■ **Your goal**:
Quote, without change, all of the lines that follow.

[Named object pointing entries]
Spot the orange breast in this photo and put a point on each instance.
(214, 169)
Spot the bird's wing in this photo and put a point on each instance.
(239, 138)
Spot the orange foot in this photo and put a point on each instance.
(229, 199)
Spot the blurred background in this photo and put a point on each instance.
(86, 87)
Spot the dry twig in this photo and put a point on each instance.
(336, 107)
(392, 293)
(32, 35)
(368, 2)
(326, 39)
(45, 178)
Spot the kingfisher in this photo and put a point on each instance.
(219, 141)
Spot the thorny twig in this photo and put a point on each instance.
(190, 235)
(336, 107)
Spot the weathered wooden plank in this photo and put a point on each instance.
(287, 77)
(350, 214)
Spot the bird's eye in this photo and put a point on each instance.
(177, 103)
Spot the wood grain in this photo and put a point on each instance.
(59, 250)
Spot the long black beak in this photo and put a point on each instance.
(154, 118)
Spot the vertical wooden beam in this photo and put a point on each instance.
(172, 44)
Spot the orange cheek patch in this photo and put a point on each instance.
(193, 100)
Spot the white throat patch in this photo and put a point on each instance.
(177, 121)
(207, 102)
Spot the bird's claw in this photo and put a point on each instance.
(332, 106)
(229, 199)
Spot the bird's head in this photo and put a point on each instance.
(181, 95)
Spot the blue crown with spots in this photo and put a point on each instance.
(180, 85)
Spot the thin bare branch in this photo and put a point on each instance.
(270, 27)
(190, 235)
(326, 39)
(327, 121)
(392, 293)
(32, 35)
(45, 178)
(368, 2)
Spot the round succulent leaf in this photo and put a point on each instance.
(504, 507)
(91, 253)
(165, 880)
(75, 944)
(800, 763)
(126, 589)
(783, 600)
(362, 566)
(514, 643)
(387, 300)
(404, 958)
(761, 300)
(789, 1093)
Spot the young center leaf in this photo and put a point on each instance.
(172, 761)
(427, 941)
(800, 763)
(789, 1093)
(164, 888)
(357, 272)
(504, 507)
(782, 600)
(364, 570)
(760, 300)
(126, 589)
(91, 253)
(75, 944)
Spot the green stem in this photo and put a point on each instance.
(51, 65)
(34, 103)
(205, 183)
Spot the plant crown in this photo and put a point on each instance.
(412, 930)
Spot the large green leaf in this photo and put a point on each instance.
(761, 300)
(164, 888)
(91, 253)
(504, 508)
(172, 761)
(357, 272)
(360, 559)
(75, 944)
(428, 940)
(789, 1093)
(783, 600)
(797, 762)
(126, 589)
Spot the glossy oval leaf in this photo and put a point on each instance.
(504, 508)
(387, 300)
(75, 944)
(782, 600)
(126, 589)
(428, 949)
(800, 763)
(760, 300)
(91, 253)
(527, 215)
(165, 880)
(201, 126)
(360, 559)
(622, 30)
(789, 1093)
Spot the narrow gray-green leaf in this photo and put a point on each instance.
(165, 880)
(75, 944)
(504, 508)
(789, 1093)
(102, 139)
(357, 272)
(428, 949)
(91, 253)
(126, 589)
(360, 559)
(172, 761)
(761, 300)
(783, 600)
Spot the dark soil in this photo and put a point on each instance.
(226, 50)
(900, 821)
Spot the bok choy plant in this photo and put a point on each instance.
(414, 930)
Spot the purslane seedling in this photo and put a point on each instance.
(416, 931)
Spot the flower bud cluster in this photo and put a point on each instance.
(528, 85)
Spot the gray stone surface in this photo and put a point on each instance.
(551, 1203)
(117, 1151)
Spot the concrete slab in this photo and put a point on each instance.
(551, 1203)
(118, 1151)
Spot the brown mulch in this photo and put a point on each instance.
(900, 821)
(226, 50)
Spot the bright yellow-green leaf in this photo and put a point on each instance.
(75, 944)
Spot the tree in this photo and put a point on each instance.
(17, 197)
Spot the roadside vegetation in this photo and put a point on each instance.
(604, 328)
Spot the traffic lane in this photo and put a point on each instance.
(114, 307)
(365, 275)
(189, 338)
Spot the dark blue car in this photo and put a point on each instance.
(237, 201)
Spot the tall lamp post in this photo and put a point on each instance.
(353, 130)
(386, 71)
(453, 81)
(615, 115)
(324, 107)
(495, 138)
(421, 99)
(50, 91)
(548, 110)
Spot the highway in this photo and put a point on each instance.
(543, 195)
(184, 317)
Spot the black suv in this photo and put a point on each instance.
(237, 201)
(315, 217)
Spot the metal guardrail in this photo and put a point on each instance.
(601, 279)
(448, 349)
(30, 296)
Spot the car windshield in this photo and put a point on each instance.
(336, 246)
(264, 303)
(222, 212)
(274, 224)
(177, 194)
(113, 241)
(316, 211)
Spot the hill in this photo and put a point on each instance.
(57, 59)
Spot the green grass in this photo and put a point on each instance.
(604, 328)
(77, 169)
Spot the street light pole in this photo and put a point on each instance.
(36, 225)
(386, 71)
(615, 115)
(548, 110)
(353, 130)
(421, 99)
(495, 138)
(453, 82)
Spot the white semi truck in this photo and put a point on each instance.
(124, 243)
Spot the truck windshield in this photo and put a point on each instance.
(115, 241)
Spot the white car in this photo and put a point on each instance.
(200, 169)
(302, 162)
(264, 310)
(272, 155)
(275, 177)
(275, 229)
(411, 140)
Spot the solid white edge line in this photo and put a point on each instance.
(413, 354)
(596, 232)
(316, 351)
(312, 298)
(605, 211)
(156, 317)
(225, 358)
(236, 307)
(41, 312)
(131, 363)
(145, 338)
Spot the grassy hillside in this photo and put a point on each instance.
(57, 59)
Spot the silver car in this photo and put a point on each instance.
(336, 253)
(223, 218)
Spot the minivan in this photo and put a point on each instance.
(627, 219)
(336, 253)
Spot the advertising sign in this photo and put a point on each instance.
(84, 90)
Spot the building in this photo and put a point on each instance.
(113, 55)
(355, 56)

■ **Completed task**:
Spot the orange breast in this photo and put a point on each instance.
(214, 169)
Spot the bird's wing in this photo and put a point on each instance.
(239, 138)
Spot the orange foot in this photo and put a point on each instance.
(229, 199)
Spot the blurred background in this photo and put a point on each instance.
(86, 87)
Spot the dry twig in this photo and put a point on each instance.
(336, 107)
(392, 293)
(32, 35)
(368, 2)
(326, 39)
(45, 178)
Spot the kingfisher in this photo and put a point on each instance.
(219, 141)
Spot the thorny twig in this photo and put a point on each instance.
(190, 235)
(336, 107)
Spot the weathered wooden plank in this photo and put a point on each instance.
(287, 77)
(350, 214)
Spot the bird's eye in this photo and put a point on each instance.
(177, 103)
Spot the wood grain in this photo and put a point on each instance.
(59, 250)
Spot the long black beak in this photo and put a point on each instance.
(154, 118)
Spot the vertical wooden beam in this photo and put a point on each instance.
(172, 44)
Spot the orange cheek patch in this photo and put a point on each instance.
(193, 100)
Spot the white throat patch in this photo and put a point on each instance.
(177, 121)
(207, 102)
Spot the bird's claw in this photo and put a point on each instance.
(332, 106)
(229, 199)
Spot the bird's head in this photo and put a point on each instance.
(181, 95)
Spot the blue crown with spots in this photo and put a point on each instance.
(180, 85)
Spot the thin bare branch in this photo and put a point on each instance.
(270, 27)
(190, 235)
(326, 39)
(327, 121)
(392, 293)
(32, 35)
(45, 178)
(368, 2)
Spot the round succulent leaf in this photo and put a point on each instance.
(504, 507)
(91, 253)
(165, 880)
(75, 944)
(800, 763)
(126, 589)
(783, 600)
(362, 566)
(514, 643)
(387, 300)
(404, 958)
(761, 300)
(789, 1093)
Spot the young center leaf in this photo and put a point on each instance.
(172, 761)
(427, 941)
(800, 763)
(789, 1093)
(164, 888)
(357, 272)
(504, 507)
(782, 600)
(364, 570)
(760, 300)
(126, 589)
(91, 253)
(75, 944)
Spot the green stem in this photo and put a point on each instance.
(51, 65)
(34, 103)
(205, 183)
Spot the plant crown in this photo and put a point on each instance.
(412, 930)
Spot the large green leaf in this photo and put a point on each instance.
(761, 300)
(164, 888)
(91, 253)
(504, 508)
(172, 761)
(357, 272)
(360, 559)
(75, 944)
(428, 940)
(789, 1093)
(783, 600)
(797, 762)
(126, 589)
Spot the glossy oval leaf in this photo and put a point on each instance.
(504, 508)
(387, 300)
(75, 944)
(782, 600)
(126, 589)
(428, 949)
(800, 763)
(760, 300)
(91, 253)
(527, 215)
(165, 880)
(201, 126)
(360, 559)
(622, 30)
(789, 1093)
Spot the narrow gray-green leaf in this photo and put a point on each instance.
(165, 880)
(75, 944)
(504, 508)
(789, 1093)
(102, 139)
(357, 272)
(428, 949)
(91, 253)
(126, 589)
(360, 559)
(172, 761)
(761, 300)
(783, 600)
Spot the dark soil in this photo and put a point on each instance.
(226, 50)
(900, 821)
Spot the bok choy plant in this photo and put a point on each instance.
(414, 930)
Spot the purslane seedling in this photo and put a point on each instance.
(416, 931)
Spot the flower bud cluster in this photo and put a point on each instance.
(528, 85)
Spot the gray stone surface in this photo and put a point on each instance.
(551, 1203)
(117, 1151)
Spot the concrete slab in this photo and put a point on each instance.
(551, 1203)
(118, 1151)
Spot the brown mulch in this photo and put a point on each instance.
(900, 821)
(226, 50)
Spot the bright yellow-green leaf in this photo and put a point on each instance.
(75, 944)
Spot the tree in this photo and put a point on each instance.
(17, 197)
Spot the roadside vegetation in this photo and put a point on each instance.
(604, 328)
Spot the traffic lane in this photo and put a point on each instance.
(114, 307)
(365, 275)
(189, 338)
Spot the dark blue car in this photo and put a point on each instance.
(237, 201)
Spot the tall lamp post in this photo and put a point on each instance.
(353, 130)
(386, 71)
(453, 81)
(615, 115)
(324, 107)
(495, 138)
(421, 99)
(50, 91)
(548, 110)
Spot the highway in this photo and put a point on each instance.
(543, 195)
(184, 317)
Spot the black suv in this photo and put a point on each instance.
(237, 201)
(315, 217)
Spot the metal guardrail in this photo and put a point on each instance.
(601, 279)
(448, 349)
(30, 296)
Spot the car windshield in this photo and put a point on each instance.
(336, 246)
(264, 303)
(222, 212)
(274, 224)
(177, 194)
(113, 241)
(316, 211)
Spot the hill in this photo and put a point on each instance.
(57, 59)
Spot the green grass in this photo and put a point on each instance.
(604, 328)
(77, 169)
Spot the street light pole in this photo and put a point on each instance.
(36, 225)
(386, 71)
(615, 115)
(548, 110)
(353, 130)
(421, 99)
(495, 138)
(453, 82)
Spot the white semi truck in this photo and put a point on each instance.
(124, 243)
Spot the truck windshield in this photo and put a point on each instance.
(115, 241)
Spot the white car in this photo and put a point on each instance.
(200, 169)
(302, 162)
(264, 310)
(272, 155)
(275, 177)
(275, 229)
(411, 140)
Spot the solid white edge line in this photo and put a point on each instance.
(413, 354)
(596, 232)
(316, 351)
(312, 298)
(605, 211)
(156, 317)
(225, 358)
(236, 307)
(41, 312)
(131, 363)
(145, 338)
Spot the grassy hillside in this photo and put a point on each instance.
(57, 59)
Spot the silver car in this photo and put a point on each instance.
(336, 253)
(223, 218)
Spot the minivan in this photo and put a point on each instance.
(627, 219)
(336, 253)
Spot the advertising sign in this photo and put a point on each instance.
(84, 90)
Spot the building in this photo and put a point on each instance.
(113, 55)
(355, 56)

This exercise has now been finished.